Exercise data START

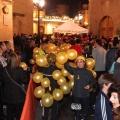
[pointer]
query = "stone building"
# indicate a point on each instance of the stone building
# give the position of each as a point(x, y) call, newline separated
point(23, 17)
point(104, 17)
point(6, 23)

Exercise data END

** Your objective **
Set down the material above word for word and skip its pictures.

** Task solution **
[pointer]
query = "stone building"
# indicate a point on each instance of the stone building
# give the position of each as a point(x, y) call, newline separated
point(23, 17)
point(104, 17)
point(6, 23)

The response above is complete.